**DIRECTIONS FOR THIS TASK:** In the data below, find each line that contains the word "instance" and copy it.

**GIVEN RECORDS:**
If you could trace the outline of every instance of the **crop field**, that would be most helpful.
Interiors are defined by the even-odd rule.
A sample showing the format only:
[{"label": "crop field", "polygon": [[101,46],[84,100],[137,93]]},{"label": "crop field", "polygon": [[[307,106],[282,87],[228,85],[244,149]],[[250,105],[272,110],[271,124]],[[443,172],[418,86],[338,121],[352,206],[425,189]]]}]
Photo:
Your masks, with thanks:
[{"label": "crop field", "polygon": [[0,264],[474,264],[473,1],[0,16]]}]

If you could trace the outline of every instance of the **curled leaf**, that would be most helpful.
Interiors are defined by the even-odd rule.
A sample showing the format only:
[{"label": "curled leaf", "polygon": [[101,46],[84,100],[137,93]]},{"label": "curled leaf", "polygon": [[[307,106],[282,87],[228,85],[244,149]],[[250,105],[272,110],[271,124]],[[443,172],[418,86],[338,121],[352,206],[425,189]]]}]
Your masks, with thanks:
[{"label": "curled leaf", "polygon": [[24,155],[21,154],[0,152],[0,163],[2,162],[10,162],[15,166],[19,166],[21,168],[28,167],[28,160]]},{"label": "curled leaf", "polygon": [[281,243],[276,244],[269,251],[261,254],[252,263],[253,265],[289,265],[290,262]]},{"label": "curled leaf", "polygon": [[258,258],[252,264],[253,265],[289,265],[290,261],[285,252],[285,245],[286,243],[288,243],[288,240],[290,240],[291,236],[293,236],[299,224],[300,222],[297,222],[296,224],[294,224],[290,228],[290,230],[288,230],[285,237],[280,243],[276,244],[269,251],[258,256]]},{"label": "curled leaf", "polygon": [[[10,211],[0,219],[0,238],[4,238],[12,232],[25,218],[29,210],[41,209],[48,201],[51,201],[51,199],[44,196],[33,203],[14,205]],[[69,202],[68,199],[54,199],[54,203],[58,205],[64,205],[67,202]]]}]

**OUTPUT OF THE TASK:**
If you could trace the outline of every instance of the **crop field**, that would be most helpful.
If you could trace the outline of every instance of the **curled leaf**, that would be most helpful.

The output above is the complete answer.